[Point annotation dataset entries]
** START **

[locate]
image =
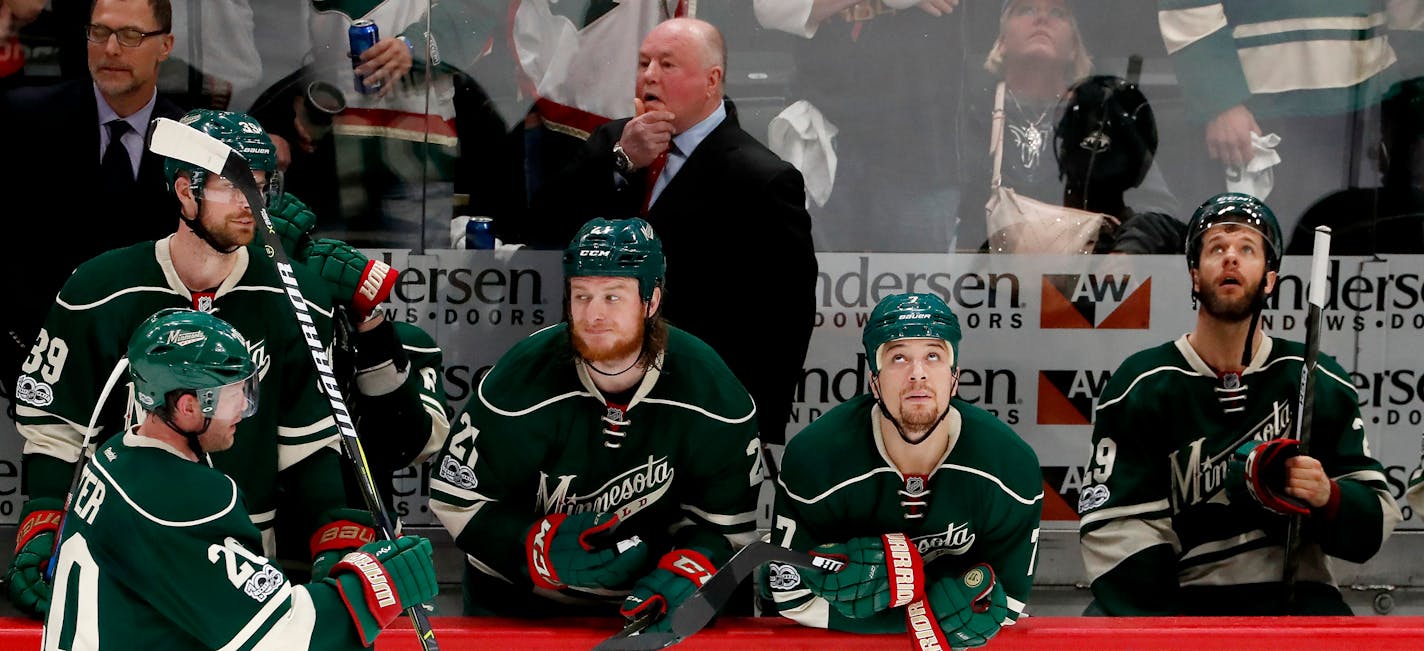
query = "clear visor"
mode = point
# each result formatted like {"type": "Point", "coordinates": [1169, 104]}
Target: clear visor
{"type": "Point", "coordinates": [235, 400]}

** END **

Rewrite all the lines of the entries above, including the requests, but multiply each coordinate in the answers by 0.3 and round to whole numbers, with halves rounded up. Leave the numbers in the requests and their format sample unchanged, and omit the pictures from your answer.

[locate]
image =
query = "clear visor"
mode = point
# each result formatted like {"type": "Point", "coordinates": [1169, 104]}
Target: clear visor
{"type": "Point", "coordinates": [71, 120]}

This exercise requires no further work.